(Aim of the exercise): Reprint the listing. Every line must match the original exactly.

START Provided records

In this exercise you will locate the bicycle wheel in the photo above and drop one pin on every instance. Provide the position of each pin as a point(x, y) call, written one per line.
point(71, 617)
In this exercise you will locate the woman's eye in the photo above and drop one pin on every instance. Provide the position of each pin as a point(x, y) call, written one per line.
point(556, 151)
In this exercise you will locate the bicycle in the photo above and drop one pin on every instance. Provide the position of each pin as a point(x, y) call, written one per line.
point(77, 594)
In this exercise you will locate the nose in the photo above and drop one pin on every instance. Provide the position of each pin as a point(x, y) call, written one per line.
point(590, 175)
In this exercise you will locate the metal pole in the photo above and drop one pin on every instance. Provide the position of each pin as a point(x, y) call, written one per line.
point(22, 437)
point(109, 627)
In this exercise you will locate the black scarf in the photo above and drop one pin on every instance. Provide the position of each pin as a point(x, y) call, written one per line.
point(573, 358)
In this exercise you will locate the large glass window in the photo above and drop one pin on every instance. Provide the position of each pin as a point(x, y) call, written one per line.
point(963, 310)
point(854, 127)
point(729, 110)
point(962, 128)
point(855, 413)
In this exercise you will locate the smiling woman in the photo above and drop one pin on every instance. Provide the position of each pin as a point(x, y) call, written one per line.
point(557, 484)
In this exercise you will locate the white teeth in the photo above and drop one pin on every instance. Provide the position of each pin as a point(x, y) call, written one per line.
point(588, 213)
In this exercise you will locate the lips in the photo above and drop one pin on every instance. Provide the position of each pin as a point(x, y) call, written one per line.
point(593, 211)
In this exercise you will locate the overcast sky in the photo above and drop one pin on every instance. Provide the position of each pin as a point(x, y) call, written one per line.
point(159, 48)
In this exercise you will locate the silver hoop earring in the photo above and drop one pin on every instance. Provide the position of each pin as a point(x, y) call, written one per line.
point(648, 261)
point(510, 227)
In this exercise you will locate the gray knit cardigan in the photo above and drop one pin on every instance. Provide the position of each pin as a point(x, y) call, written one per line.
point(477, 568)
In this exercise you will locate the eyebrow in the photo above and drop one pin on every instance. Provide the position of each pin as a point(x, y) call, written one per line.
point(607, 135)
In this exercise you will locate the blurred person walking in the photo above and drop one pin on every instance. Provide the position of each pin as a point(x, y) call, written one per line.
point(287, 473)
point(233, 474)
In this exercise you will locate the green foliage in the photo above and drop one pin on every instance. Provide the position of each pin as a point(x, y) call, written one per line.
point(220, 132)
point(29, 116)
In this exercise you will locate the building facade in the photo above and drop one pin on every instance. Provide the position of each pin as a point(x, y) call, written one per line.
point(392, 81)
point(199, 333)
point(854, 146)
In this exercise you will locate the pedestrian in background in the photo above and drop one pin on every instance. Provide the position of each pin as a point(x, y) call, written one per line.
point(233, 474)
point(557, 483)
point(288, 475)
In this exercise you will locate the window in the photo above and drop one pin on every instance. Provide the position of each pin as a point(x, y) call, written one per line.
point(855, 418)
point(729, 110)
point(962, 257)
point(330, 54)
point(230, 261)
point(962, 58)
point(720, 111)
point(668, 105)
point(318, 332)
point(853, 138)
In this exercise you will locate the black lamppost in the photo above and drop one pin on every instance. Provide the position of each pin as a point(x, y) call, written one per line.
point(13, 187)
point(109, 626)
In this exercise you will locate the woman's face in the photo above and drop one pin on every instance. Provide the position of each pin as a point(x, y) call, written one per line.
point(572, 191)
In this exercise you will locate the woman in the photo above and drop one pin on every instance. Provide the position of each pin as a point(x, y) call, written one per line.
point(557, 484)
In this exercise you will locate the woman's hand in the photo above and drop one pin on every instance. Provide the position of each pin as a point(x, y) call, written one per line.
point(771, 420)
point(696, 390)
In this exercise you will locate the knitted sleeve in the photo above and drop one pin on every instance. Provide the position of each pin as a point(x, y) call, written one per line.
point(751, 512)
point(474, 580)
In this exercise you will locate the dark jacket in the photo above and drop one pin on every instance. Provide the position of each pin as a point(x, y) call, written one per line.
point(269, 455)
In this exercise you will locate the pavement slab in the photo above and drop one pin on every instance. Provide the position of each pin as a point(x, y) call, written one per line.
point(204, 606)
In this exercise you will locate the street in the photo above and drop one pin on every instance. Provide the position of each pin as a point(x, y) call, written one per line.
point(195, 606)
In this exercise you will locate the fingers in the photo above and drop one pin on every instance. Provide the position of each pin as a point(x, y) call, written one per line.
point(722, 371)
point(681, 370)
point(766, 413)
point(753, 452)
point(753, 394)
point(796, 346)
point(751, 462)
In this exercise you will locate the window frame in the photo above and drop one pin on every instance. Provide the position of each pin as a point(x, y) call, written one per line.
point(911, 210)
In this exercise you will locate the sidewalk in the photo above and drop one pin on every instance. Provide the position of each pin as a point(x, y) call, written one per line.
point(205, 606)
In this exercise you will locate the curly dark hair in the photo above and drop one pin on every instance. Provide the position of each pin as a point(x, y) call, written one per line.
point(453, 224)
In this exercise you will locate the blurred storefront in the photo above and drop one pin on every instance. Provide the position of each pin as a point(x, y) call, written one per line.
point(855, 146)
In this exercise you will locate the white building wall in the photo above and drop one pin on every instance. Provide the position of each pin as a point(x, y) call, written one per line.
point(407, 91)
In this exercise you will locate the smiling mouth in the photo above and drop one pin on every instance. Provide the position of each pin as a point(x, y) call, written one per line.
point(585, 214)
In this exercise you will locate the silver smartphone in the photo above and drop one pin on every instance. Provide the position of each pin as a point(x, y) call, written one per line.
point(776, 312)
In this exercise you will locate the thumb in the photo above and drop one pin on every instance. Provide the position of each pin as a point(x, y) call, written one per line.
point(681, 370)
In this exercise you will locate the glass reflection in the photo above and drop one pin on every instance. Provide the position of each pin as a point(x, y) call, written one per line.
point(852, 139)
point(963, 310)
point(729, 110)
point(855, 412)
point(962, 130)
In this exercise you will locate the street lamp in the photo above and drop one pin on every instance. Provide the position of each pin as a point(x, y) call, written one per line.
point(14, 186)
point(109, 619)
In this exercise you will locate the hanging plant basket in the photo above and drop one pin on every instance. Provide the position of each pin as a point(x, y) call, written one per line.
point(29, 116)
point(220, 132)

END Provided records

(Solution to this task):
In this exercise you will locate the bicycle wheel in the photo above and drop one pin on every instance. Provide the position of each pin as a point(x, y) call, written one per line.
point(71, 617)
In this exercise you will locate the woman's eye in the photo above and drop one pin on every instance. Provide the position of each pin as a point(x, y) call, written one per line.
point(556, 151)
In this exercise you will locate the bicycle in the photo above and drop one pin on every instance. Provide the position of each pin as a point(x, y) call, written one per line.
point(77, 594)
In this exercise you will locate the nose in the photo above and drop one pin on every instance. Provide the position of each pin as a point(x, y) call, written one per line.
point(590, 175)
In this exercise you will locate the metal pole in the photo above and drop one pin on every instance. Provide the position of each pin as a point(x, y) call, written one per line.
point(22, 437)
point(109, 627)
In this exercise you will locate the black scarf in the photo above and drop one pin on every instance. Provide the position of each pin as a point(x, y) call, written one per line.
point(573, 358)
In this exercise you will locate the large glass window in the photo above and drop one pin on every instance. Provide the position of each pin as a point(x, y) call, written one per line.
point(963, 310)
point(854, 127)
point(729, 110)
point(962, 128)
point(855, 413)
In this exercise you will locate the smiling woman in the photo above and drop one pin on every instance. Provide the position of each pin as a point(x, y) call, written one per line.
point(557, 484)
In this exercise you will locate the white teeth in the photo above and drop one pin on every instance. Provide the position of each pin as a point(x, y) call, written one per line.
point(588, 213)
In this exercise you will locate the lips in the photo above and drop one pin on every instance. Provide the position of each pin as a point(x, y) call, written one per line.
point(593, 211)
In this exercise you will locate the overcast sky in the photo above and drop one pin on every instance. Provide the position of each pin as a point(x, y) call, written one per line.
point(159, 48)
In this exercise you will locate the silver hoop earring in the photo above and drop one pin on every instance. Provide the position of each pin as a point(x, y) call, written one per line.
point(648, 261)
point(510, 227)
In this exercise you will locate the gray knit cardigan in the photo above and drop one pin on every instance. Provide the position of each pin as a point(x, y) call, written one per line.
point(477, 568)
In this exercise you will locate the eyebrow in the photo above and drop one pin on every instance. Provide the position of each pin as a point(x, y) call, written one per line.
point(607, 135)
In this exercise you will locate the blurred person walking in the photo above and drop one pin on every instance. Provide the position of each pin as a point(x, y) call, written one per line.
point(287, 473)
point(233, 474)
In this exercise you will locate the green foliage in the photo above and drop one pin on every instance. Provide the position of each pin as a point(x, y) call, written one per line.
point(220, 132)
point(29, 116)
In this exercise you will locate the building facade in the photo above and drop one pin on every instance. Provide the position of each pin as a point(x, y) call, written one per line.
point(392, 81)
point(199, 333)
point(854, 146)
In this exercise you will locate the pedestrian in background in the photo above and drop one pin on every instance. Provide the position of each pin as a point(x, y) call, written one per line.
point(233, 474)
point(557, 483)
point(288, 475)
In this exercise you will locate the window in the photo above and drop one pin on every instance. Provide the position of each pin as a point(x, y) call, written one per line.
point(855, 418)
point(729, 110)
point(962, 257)
point(330, 54)
point(230, 261)
point(962, 58)
point(720, 111)
point(668, 105)
point(318, 332)
point(853, 138)
In this exercise you will locate the black lamppost in the photo above and drop one pin on every instance. Provide the position of each pin as a point(x, y) call, written one per line.
point(13, 187)
point(109, 626)
In this exercise you will locate the woman's face in the photo above and drop one pin on every instance. Provide the position of each pin as a point(x, y) call, written one per line.
point(572, 191)
In this exercise you will locate the woman in the photo above and drop one pin on every instance. Provide the position of each pin as a point(x, y) call, written one per line.
point(557, 484)
In this exercise you will locate the woman's hand in the photo above and drop one pin on every instance. Provide the position of each pin as a point(x, y) call, written one per line.
point(771, 420)
point(696, 390)
In this exercise you will locate the knitted sleeve in the photo above and drop one pin on every instance. Provide the position of each pin as a point(x, y) call, written one per line.
point(751, 512)
point(474, 580)
In this exercise you will locate the dark jacket in the photo above and drop one pin on every instance. Provide the position of each pin as a point(x, y) call, written one per line.
point(269, 455)
In this exercise you will locate the pavement slab in the photo above and drop one pin on every instance. Provide the position of each pin as a point(x, y) call, written one per line.
point(204, 606)
In this exercise you will locate the street in the photo above and drop one pin on every instance. Provide the position of each pin as a point(x, y) call, written one per line.
point(195, 606)
In this exercise you will locate the fingers in the photo above and drop one pin on every instance. Provide the position of each pin as a point(x, y) call, written one per line.
point(722, 371)
point(681, 370)
point(766, 413)
point(753, 452)
point(753, 394)
point(796, 346)
point(751, 462)
In this exercise you will locate the window frame in the photo above and drop one pin on every instance. Provide the position of each pin as a point(x, y) call, written one per line.
point(911, 210)
In this exercise you will locate the sidewalk in the photo above and drop one pin on every instance. Provide the position of each pin as a point(x, y) call, written one per line.
point(205, 606)
In this exercise you will locate the curly dark hair in the photo above and drop one pin on every instance. Provide the position of each pin as a point(x, y) call, written one per line.
point(453, 224)
In this exercise you will locate the blurred storefront in the photo above and drop one pin on every instance. Provide the position of each pin as a point(x, y) call, written one per line.
point(855, 146)
In this exercise you will locate the white building wall in the photo above and drop one pin on every instance. Provide the position of each pin as a point(x, y) call, written one per line.
point(407, 91)
In this exercise you will locate the smiling mouth in the photo above and drop one pin on every instance. Provide the position of each pin as a point(x, y) call, written one per line.
point(585, 214)
In this exercise you will locate the silver smartphone in the photo above and drop one pin on every instance. Provide the position of each pin as a point(x, y) call, written one per line.
point(776, 312)
In this exercise you will locate the thumb in the photo above and drop one pin on every instance. Provide the position of each pin as a point(x, y) call, written one per line.
point(681, 370)
In this exercise you will locate the glass reflection in the photo above and drop one pin on every instance. Provide the position of each pin as a point(x, y) call, written one per line.
point(852, 139)
point(963, 310)
point(729, 110)
point(855, 412)
point(962, 130)
In this exercise you will locate the street lamp in the photo above and drop one pin on every instance. Provide the position of each pin as a point(x, y) call, written one per line.
point(14, 186)
point(109, 619)
In this exercise you will locate the hanging plant basket in the photo above and drop one pin on every instance. Provide the position of each pin as a point(x, y) call, written one per line.
point(29, 116)
point(220, 132)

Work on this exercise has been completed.